## Usando as informações
1/ Liste as pessoas citadas no texto sobre Harvard e Trump, sem contar o nome da assinatura.
2/ Por favor, dê continuidade ao texto sobre Harvard e Trump a partir da última frase.
### Trecho selecionado ###
Ana Beatriz Magno
A mais antiga e próspera universidade americana não se rendeu ao obscurantismo persecutório de Donald Trump. Ao contrário da Columbia University, Harvard disse não ao homem que, desde o início do mandato, trata a Ciência e a liberdade de cátedra como inimigos preferenciais do governo. Trump usa as armas de sempre — ódio e cortes. Chegou a anunciar uma redução de quase US$ 9 bilhões em subsídios para Harvard, caso a instituição não revisasse práticas de governança. “A Universidade não abrirá mão de sua independência ou de seus direitos constitucionais”, escreveu o reitor Alan Garber, na última segunda-feira. No mesmo dia, um brilhante pesquisador da UFRJ, João Macena Muniz Vieira, publicou artigo na Revista Nature, convocando seus colegas americanos a não se dobrarem. Em duas páginas de texto vibrante, Vieira relembra a saga que enfrentou para seguir pesquisando nos anos de Bolsonaro. “Liberte-se do ciclo de ódio. Enfurecer-se com os escândalos fabricados por figuras como Trump ou Bolsonaro não mudam nada. Você já conhece as intenções deles. Use sua raiva com sabedoria: participe de um protesto por semana, derrame sua fúria e saia. Você não está sozinho. Professores, colegas e pesquisadores estão no mesmo barco. Participe de protestos para compartilhar solidariedade, mas, acima de tudo, lembre-se: seu trabalho já é resistência. Cada experimento, cada linha de código, cada colaboração é um ato de desafio contra aqueles que querem silenciar a ciência”, escreveu no artigo que o Jornal da AdUFRJ tem a honra de reproduzir abaixo, com tradução do próprio pesquisador.
### Registros de dados ###
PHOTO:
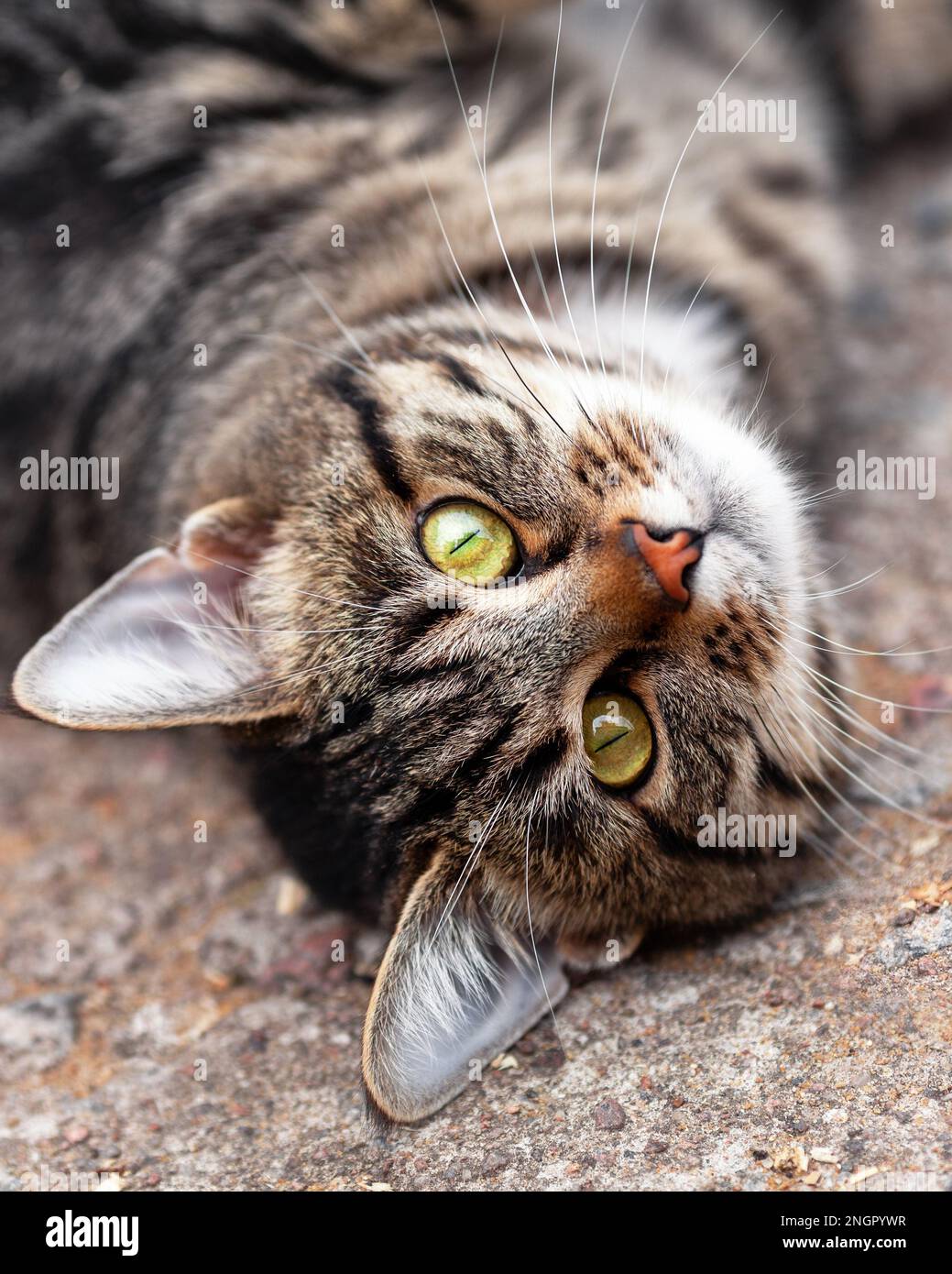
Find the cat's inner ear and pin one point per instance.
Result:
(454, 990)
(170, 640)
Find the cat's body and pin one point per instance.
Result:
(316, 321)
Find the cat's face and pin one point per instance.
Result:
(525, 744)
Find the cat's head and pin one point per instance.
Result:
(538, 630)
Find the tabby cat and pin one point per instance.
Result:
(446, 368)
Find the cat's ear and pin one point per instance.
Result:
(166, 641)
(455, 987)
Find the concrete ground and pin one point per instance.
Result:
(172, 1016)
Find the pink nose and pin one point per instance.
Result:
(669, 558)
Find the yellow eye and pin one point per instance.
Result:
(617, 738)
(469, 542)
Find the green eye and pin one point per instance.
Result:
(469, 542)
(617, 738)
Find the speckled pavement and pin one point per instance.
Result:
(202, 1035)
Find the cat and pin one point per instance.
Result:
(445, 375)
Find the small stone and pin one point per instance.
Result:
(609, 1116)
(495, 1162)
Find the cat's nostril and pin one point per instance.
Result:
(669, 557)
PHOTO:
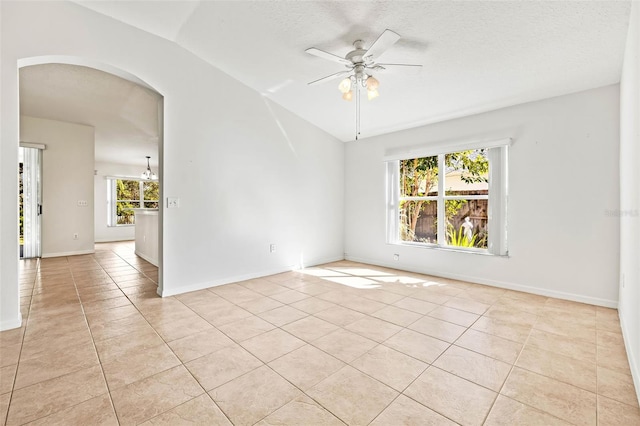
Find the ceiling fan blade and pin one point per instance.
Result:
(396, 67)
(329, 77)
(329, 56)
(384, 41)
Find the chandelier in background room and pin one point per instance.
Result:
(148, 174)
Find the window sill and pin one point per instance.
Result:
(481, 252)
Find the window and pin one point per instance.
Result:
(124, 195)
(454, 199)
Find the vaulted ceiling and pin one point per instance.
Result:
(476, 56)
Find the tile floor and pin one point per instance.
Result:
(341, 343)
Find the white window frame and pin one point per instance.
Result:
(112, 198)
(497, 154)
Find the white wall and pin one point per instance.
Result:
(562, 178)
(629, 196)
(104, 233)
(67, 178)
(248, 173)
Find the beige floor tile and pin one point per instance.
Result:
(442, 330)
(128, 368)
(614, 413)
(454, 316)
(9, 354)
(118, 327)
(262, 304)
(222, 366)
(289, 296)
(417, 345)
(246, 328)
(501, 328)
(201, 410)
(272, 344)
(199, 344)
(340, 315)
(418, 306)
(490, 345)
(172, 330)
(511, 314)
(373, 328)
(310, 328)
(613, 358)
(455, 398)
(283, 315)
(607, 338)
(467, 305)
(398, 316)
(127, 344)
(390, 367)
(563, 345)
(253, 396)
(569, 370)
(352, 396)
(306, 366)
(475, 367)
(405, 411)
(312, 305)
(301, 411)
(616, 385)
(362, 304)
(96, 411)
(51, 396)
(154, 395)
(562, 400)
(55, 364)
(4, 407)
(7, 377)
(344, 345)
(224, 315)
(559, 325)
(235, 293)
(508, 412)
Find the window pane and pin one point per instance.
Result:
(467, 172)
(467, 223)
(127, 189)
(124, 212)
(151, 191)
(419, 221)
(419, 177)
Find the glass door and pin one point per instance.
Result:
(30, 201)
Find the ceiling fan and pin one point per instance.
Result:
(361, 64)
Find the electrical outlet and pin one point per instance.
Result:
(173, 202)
###
## Resultados do exercício
1/ Donald Trump; Alan Garber; João Macena Muniz Vieira; Bolsonaro.

2/
João Macena Muniz Vieira
Pesquisador pós-doutorando na Universität zu Köln, na Alemanha, com foco na Biologia Evolutiva do Desenvolvimento de artrópodes. É doutor em Ciências Morfológicas pela UFRJ, com formação anterior em Física e Técnicas Nucleares pela UFMG. Sua pesquisa combina regulação gênica, técnicas de sequenciamento e edição genética para investigar a evolução de vias de sinalização em insetos
Pesquisadores, não sejam vítimas da cultura do escândalo
Sobrevivi ao cerco à ciência no Brasil – e vocês também podem1
Entre 2019 e 2023, cursei meu doutorado em Genética do Desenvolvimento evolutivo do besouro Tribolium castaneum na Universidade Federal do Rio de Janeiro. Meu laboratório, localizado na região costeira de Macaé, tornou-se dano colateral em uma guerra contra a ciência declarada por Jair Bolsonaro, nosso presidente de 2019 a 2022 — uma guerra que pode parecer familiar para muitos pesquisadores dos EUA agora que seu próprio presidente parece determinado a cortar financiamentos para pesquisa científica.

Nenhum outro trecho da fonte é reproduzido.